Repeat each record exactly, skipping the pictures.

[Stored data entries]

________________________

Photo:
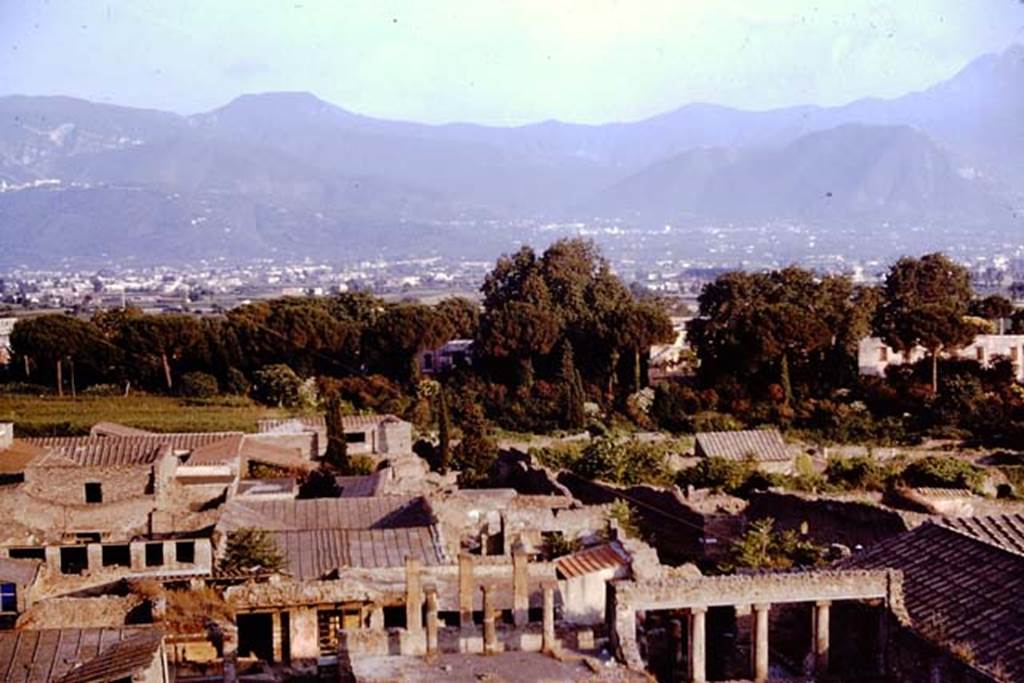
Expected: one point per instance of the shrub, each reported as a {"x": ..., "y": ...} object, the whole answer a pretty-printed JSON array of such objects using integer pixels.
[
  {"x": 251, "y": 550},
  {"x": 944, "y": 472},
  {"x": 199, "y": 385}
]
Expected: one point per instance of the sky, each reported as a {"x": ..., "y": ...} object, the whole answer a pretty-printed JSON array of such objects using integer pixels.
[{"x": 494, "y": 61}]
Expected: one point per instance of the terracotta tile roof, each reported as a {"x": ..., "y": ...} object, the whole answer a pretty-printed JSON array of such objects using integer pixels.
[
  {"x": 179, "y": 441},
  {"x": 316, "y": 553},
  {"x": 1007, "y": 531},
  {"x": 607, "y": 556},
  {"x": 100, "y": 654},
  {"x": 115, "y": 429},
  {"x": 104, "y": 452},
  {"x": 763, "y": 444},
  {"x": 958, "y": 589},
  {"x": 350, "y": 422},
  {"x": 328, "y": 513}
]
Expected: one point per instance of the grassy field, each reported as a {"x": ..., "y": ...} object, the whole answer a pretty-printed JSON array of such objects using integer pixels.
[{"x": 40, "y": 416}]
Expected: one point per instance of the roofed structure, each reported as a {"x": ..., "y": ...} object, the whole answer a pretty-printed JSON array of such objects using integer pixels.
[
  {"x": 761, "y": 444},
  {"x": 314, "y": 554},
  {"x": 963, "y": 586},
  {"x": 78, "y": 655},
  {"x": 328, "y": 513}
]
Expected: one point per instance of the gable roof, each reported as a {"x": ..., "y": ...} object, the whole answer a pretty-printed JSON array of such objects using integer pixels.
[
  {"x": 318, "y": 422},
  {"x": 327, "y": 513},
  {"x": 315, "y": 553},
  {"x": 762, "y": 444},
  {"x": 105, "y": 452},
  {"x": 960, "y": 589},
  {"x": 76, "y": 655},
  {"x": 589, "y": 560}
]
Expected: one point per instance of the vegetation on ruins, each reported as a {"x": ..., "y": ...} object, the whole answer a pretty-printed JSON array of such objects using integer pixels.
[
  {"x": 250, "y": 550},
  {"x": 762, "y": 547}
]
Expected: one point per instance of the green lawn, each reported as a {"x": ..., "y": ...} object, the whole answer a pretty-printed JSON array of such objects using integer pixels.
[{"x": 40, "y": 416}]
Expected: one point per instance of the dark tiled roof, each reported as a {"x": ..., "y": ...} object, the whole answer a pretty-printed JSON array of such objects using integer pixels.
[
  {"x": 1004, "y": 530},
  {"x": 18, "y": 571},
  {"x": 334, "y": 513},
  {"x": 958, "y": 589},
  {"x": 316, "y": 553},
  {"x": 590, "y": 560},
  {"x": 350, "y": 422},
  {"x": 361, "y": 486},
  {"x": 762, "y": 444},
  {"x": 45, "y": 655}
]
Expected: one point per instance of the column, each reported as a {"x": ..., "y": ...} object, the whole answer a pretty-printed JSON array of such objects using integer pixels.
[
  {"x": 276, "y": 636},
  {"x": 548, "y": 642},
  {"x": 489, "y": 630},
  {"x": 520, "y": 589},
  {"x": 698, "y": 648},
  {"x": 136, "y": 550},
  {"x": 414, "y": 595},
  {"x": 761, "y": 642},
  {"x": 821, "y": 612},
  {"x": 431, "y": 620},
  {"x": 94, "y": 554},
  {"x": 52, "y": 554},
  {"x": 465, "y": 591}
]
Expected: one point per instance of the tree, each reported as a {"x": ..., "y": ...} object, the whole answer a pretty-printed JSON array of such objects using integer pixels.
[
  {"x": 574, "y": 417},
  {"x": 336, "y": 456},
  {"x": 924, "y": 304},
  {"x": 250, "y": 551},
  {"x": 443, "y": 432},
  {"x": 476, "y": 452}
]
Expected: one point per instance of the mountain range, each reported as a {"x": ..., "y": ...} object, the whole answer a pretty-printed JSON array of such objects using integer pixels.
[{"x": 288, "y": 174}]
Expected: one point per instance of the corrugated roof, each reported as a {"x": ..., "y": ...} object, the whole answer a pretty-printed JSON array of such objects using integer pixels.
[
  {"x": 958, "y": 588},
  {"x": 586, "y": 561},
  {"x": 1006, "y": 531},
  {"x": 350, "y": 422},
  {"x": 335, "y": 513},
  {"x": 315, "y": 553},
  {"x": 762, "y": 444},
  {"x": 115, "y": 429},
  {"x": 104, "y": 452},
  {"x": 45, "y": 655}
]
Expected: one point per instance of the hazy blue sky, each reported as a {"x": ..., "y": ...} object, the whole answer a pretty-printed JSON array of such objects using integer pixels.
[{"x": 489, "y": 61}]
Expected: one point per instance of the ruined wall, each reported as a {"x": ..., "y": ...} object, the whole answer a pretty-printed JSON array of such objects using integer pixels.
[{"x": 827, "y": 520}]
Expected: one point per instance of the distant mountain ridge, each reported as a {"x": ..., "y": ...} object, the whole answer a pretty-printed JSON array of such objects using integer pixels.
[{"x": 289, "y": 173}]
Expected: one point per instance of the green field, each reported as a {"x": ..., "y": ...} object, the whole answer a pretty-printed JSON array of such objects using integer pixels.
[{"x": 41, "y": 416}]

________________________

RESPONSE TO THE EXERCISE:
Photo:
Expected: one point per instance of the shrub, each reported as a {"x": ..., "y": ...} object, the whole answer a pretty-printed JSON array of such objects using integer pixels.
[
  {"x": 251, "y": 550},
  {"x": 944, "y": 472},
  {"x": 199, "y": 385}
]
Expected: one point per instance of the sky, each reported as a {"x": ..., "y": ...} object, the whole answer a pretty-printed JSON array of such objects using integer pixels.
[{"x": 494, "y": 61}]
Expected: one point per instance of the terracotta tile roof, each reported as a {"x": ..., "y": ...} object, the whole answer a pretty-printed JSON array of such objects using integer pixels.
[
  {"x": 179, "y": 441},
  {"x": 316, "y": 553},
  {"x": 1007, "y": 531},
  {"x": 607, "y": 556},
  {"x": 100, "y": 654},
  {"x": 115, "y": 429},
  {"x": 104, "y": 452},
  {"x": 763, "y": 444},
  {"x": 958, "y": 589},
  {"x": 350, "y": 422},
  {"x": 328, "y": 513}
]
Expected: one point per instance of the grassy field, each reported as a {"x": ..., "y": ...} object, the whole answer a pretty-printed JSON array of such objects using integer pixels.
[{"x": 40, "y": 416}]
Expected: one point per instance of the roofed structure, each reported as a {"x": ..., "y": ...} object, the whole answer a pretty-printed JSON array of such objects using integer pixels.
[
  {"x": 761, "y": 444},
  {"x": 314, "y": 554},
  {"x": 963, "y": 586},
  {"x": 78, "y": 655},
  {"x": 328, "y": 513}
]
Expected: one point per instance of the gable roof, each reported as a {"x": ..., "y": ...} object, the whole answer a pretty-printed JSON array of such objects using integer pixels.
[
  {"x": 318, "y": 422},
  {"x": 327, "y": 513},
  {"x": 315, "y": 553},
  {"x": 762, "y": 444},
  {"x": 105, "y": 452},
  {"x": 960, "y": 589},
  {"x": 76, "y": 655},
  {"x": 589, "y": 560}
]
Expected: one point per instance of the vegetation on ruins, each reported as a {"x": ..., "y": ...} object, the whole answer a pretty-printed JSON array of such objects using integer pixels.
[
  {"x": 250, "y": 550},
  {"x": 762, "y": 547}
]
Expected: one point per instance of the green lawn, each reported as a {"x": ..., "y": ...} object, the whole answer a pretty-printed JSON array of such objects using integer pixels.
[{"x": 40, "y": 416}]
Expected: one point per instance of the dark tiled roof, each reported as a {"x": ..., "y": ...} object, the whole answer a pretty-printed JSON array of such objects using integer pixels.
[
  {"x": 1004, "y": 530},
  {"x": 18, "y": 571},
  {"x": 334, "y": 513},
  {"x": 958, "y": 589},
  {"x": 316, "y": 553},
  {"x": 590, "y": 560},
  {"x": 350, "y": 422},
  {"x": 361, "y": 486},
  {"x": 762, "y": 444},
  {"x": 45, "y": 655}
]
Expected: one point per instance of the column, each reported as a {"x": ..., "y": ...} object, the whole answer a pretty-printed JSON array of such objects using integer pixels.
[
  {"x": 276, "y": 636},
  {"x": 548, "y": 642},
  {"x": 489, "y": 630},
  {"x": 520, "y": 589},
  {"x": 698, "y": 648},
  {"x": 136, "y": 550},
  {"x": 414, "y": 595},
  {"x": 761, "y": 642},
  {"x": 821, "y": 612},
  {"x": 431, "y": 620},
  {"x": 94, "y": 554},
  {"x": 52, "y": 554},
  {"x": 465, "y": 591}
]
Expected: one point per instance of the tree, each reported as a {"x": ..., "y": ...} object, the whole answer a pretty-printed JSON array of such objects using integer pixels.
[
  {"x": 574, "y": 417},
  {"x": 336, "y": 456},
  {"x": 924, "y": 304},
  {"x": 250, "y": 551},
  {"x": 443, "y": 432},
  {"x": 476, "y": 452}
]
Expected: one point per instance of the mountain range, each reported as a {"x": ..., "y": ...} object, the whole answer a pretty-printed JSON array of such objects using integer pixels.
[{"x": 288, "y": 174}]
Expected: one point per instance of the corrugated roof, each reported as a {"x": ..., "y": ...} object, the whole answer a pretty-printed JSON array of such objects using integer pixels.
[
  {"x": 958, "y": 588},
  {"x": 586, "y": 561},
  {"x": 1006, "y": 531},
  {"x": 350, "y": 422},
  {"x": 335, "y": 513},
  {"x": 315, "y": 553},
  {"x": 762, "y": 444},
  {"x": 115, "y": 429},
  {"x": 104, "y": 452},
  {"x": 45, "y": 655}
]
Expected: one point per instance of the hazy blue sky, each reported as a {"x": ..., "y": ...} object, the whole answer a pretty-printed JSON array of such objects using integer pixels.
[{"x": 489, "y": 61}]
Expected: one point per instance of the ruined wall, each reported as a {"x": ..., "y": ...} object, the whole answer a pretty-printed JSON array of such objects using integer pixels.
[{"x": 827, "y": 520}]
Expected: one point per instance of the distant mountain ridge, each reported as a {"x": ..., "y": ...} object, the whole answer a pretty-printed JSON array of such objects using integer pixels.
[{"x": 289, "y": 173}]
Expected: one point per instance of the green field, each reported as a {"x": ..., "y": ...} object, the whole answer a pretty-printed JSON array of such objects using integer pixels.
[{"x": 41, "y": 416}]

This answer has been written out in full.